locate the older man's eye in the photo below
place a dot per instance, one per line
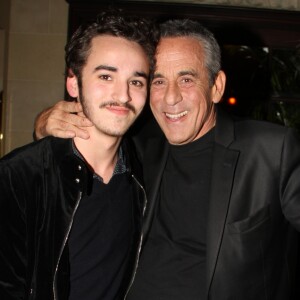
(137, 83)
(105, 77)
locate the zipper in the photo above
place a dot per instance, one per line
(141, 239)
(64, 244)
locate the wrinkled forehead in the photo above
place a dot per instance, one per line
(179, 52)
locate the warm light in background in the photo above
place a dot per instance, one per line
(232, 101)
○ ○ ○ ○
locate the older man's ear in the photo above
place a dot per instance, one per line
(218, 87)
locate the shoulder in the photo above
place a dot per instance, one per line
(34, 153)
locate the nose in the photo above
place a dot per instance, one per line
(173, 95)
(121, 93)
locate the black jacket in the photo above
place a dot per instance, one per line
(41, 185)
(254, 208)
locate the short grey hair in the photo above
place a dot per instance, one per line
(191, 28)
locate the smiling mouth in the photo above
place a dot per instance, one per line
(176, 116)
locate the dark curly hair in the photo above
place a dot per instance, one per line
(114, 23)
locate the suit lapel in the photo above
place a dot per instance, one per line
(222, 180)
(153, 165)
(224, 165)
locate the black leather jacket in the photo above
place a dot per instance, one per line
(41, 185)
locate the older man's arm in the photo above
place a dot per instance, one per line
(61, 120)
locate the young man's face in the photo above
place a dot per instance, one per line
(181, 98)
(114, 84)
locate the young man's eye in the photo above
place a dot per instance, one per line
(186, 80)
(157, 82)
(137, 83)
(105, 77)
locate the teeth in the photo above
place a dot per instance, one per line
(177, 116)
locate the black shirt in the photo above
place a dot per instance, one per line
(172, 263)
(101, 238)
○ ○ ○ ○
### DESCRIPTION OF THE TASK
Count the lines in the listing above that contain the string "hair", treating uppercase and lowercase letters as different. Reply with the number only.

### FINISHED TASK
2